[Pointing entries for labeled objects]
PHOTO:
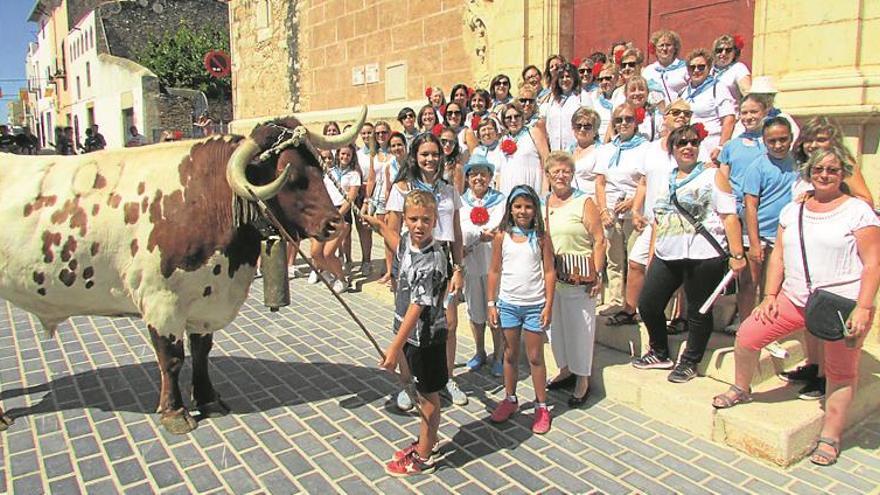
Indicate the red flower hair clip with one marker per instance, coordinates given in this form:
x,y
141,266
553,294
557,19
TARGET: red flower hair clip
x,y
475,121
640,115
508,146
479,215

**Task objective:**
Please arrange the listing above as a JSON list of strings, one string per line, skipping blank lines and omitting the pictures.

**Solution to the problem:**
[
  "PHOTO:",
  "Indicate the red flower hair clip with one marker per instance, coordinates given in this form:",
  "x,y",
  "141,266",
  "553,294",
  "557,19",
  "TARGET: red flower hair clip",
  "x,y",
  "475,121",
  "640,115",
  "508,146",
  "479,215"
]